Task goal:
Swap "leafy" for "potted" in the lines of the listing running from the line with "Q: Point to one spot on each instance of the christmas" through the end, and give back only those lines with nothing else changed.
— Begin Stored rows —
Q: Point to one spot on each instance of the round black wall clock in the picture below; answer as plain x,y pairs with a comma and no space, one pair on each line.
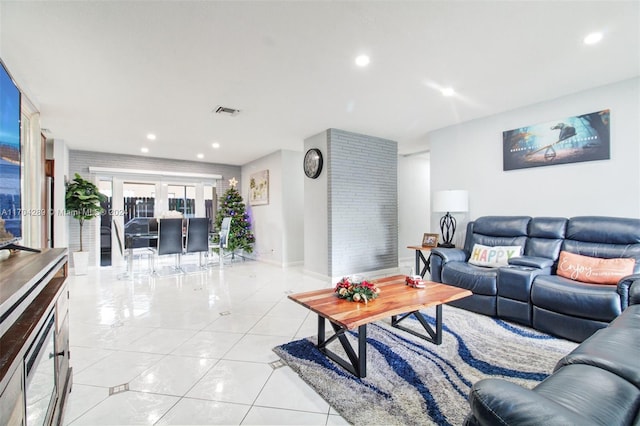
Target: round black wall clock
312,163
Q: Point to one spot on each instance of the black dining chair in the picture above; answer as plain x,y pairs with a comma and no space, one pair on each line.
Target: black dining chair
170,241
198,236
129,252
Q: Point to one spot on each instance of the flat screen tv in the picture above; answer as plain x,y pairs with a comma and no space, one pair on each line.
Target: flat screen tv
10,170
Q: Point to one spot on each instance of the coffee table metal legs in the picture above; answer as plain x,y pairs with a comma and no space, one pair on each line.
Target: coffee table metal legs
433,336
357,364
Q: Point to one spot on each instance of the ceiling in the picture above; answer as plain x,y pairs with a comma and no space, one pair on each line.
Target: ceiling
104,74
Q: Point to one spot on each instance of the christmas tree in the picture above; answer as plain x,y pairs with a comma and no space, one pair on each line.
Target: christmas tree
240,235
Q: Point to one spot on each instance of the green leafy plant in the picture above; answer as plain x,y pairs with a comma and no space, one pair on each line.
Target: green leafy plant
82,201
— End Stored rows —
Task result:
Q: Point to one spot on each instance of the christmas tree in the picture above; answer as plain x,y pairs with a comma and no space, one pair on each line.
Target: christmas tree
240,235
Q: Point to one spot on each instance of the green potted plant in the picture above; answer as plain x,y pairs with a comma and no space, one pair on each line.
Target: green potted plant
82,201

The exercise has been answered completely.